──────── EXERCISE TEXT ────────

A friend’s death shocked me into leaving my first husband. Adrian was a seemingly healthy man in his early thirties, recently engaged to another friend who invented the best banana cake recipe in all human history. A few weeks before their wedding, he unexpectedly collapsed while walking their dog on Eastbourne seafront. Rushed to hospital in an ambulance, he was told he had an undiagnosed heart condition and would need an angiogram to discover exactly what was going on. This involved injecting dye into an artery, something normally done under local anaesthetic. Adrian had a needle phobia, so he asked for a general, and they obliged.
He never surfaced. His funeral was held at the church where they would have been married. Their reception venue hosted the wake. All the men wore cartoon ties at his fiancée’s request.
Standing in the church pew singing a funeral hymn next to the husband I no longer loved, I suddenly realised I, too, could die anytime. And if I checked out at the age of 32, I’d have nothing to show for my adult life but misery. That’s when I knew I would have to leave my husband.
Extricating myself from the marriage had several stages.
There was the year we spent going to Relate, where I desperately hoped the counsellor, with her professional experience and insight, would diagnose that we were utterly incompatible and unfixable, and help him come to terms with losing me. Instead she listened to him insisting it was all about not having enough sex (read: not having any sex, because I was now repulsed by him), or ‘intimacy’ as she liked to call it. She gave us unbearable ‘homework’ utterly unsuitable to a situation of coercive control.
There was the time I told him straight that I thought for the best of everyone (including the children) we should separate, and he roared at me for an hour until I was curled up in a little ball on the old church pew in the kitchen, with one of my children, also under the blast of his roaring, trying to comfort me.
There was the indelible “If you ever leave me you won’t live very long, and if you ever get a boyfriend he won’t live very long either.”
There were the months of illness and hospitalisation as the stress of staying in a toxic relationship began to wreak havoc on my body, during which time — because of my physical vulnerability - he ramped up his cruelty.
There was the moment where I stood at a hotel window, calculating whether the drop was high enough to kill me outright because it looked like a blessed relief.
But between stages 2 and 3 — let’s call it 2a — there was the time he asked if I would stay married to him in return for half a million pounds.

──────── DATA ────────

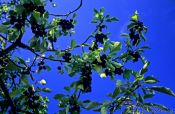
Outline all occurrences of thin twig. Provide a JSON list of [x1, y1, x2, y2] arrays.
[[49, 0, 83, 17]]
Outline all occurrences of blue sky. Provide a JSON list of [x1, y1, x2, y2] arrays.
[[41, 0, 175, 114]]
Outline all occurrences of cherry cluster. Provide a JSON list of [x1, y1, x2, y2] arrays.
[[69, 96, 80, 114], [9, 10, 26, 29], [62, 52, 71, 62], [58, 19, 74, 31], [23, 1, 46, 14], [31, 20, 47, 37], [23, 87, 40, 109], [80, 65, 92, 93], [129, 21, 143, 46], [37, 61, 46, 70], [128, 50, 140, 62]]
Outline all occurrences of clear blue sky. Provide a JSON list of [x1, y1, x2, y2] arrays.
[[38, 0, 175, 114]]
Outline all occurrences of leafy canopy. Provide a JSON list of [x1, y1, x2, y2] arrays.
[[0, 0, 175, 114]]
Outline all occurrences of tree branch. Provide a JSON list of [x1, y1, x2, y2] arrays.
[[0, 78, 17, 114], [0, 32, 23, 57], [49, 0, 83, 17]]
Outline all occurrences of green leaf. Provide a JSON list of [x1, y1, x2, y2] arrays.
[[0, 24, 9, 34], [85, 101, 100, 110], [110, 17, 118, 22], [131, 71, 144, 81], [110, 61, 122, 68], [10, 89, 21, 98], [131, 11, 139, 21], [123, 69, 131, 79], [100, 106, 107, 114], [110, 42, 121, 53], [71, 39, 76, 49], [94, 8, 98, 13], [45, 65, 51, 71], [144, 76, 159, 84], [59, 110, 66, 114], [17, 57, 27, 66], [100, 8, 104, 15], [53, 94, 65, 100], [143, 103, 170, 112], [20, 75, 29, 85], [120, 33, 129, 37], [72, 13, 77, 19], [112, 87, 121, 98], [94, 65, 103, 74], [64, 86, 71, 92], [143, 94, 154, 99], [138, 94, 144, 103], [150, 86, 175, 96], [42, 87, 51, 93], [33, 10, 40, 22], [140, 62, 150, 75]]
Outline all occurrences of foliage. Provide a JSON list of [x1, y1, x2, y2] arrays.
[[0, 0, 175, 114]]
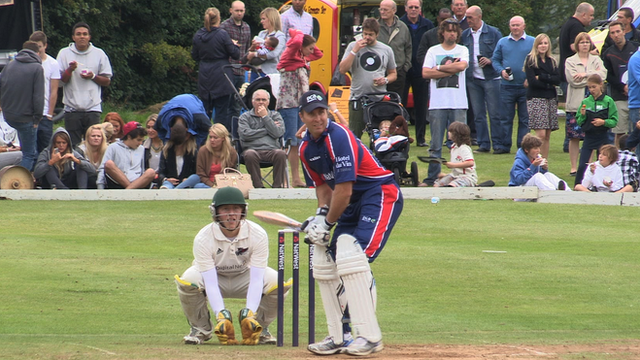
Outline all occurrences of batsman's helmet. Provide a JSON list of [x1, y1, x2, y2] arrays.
[[209, 186, 249, 221]]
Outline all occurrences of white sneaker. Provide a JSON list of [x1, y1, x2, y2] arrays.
[[258, 328, 277, 345], [307, 334, 353, 355], [183, 328, 212, 345], [342, 337, 384, 356]]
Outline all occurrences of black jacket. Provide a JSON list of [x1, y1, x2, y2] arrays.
[[191, 27, 240, 99], [524, 56, 560, 99]]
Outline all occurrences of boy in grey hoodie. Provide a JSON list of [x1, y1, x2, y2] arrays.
[[0, 41, 44, 171]]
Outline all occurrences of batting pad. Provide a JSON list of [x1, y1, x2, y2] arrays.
[[336, 234, 382, 342], [313, 245, 344, 344]]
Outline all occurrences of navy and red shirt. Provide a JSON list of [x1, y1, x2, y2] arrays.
[[298, 120, 394, 192]]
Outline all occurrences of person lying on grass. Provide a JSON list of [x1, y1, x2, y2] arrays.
[[433, 121, 478, 187], [509, 134, 571, 191], [575, 144, 624, 192]]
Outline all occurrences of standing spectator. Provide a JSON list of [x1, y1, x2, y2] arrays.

────────

# AIM OF THE EXERCISE
The essay about leaving a marriage has paragraphs that begin with "There was" or "There were." List the stage each of those paragraphs describes, in order.

# THE ANSWER
1. The year spent going to Relate, where the counselor focused on his complaint about not having enough sex and gave them unbearable "homework."
2. The time she told him they should separate, and he roared at her for an hour until she was curled up on the old church pew in the kitchen.
3. His threat: "If you ever leave me you won't live very long, and if you ever get a boyfriend he won't live very long either."
4. The months of illness and hospitalization from the stress of the relationship, when he ramped up his cruelty.
5. The moment at a hotel window when she calculated whether the drop was high enough to kill her outright.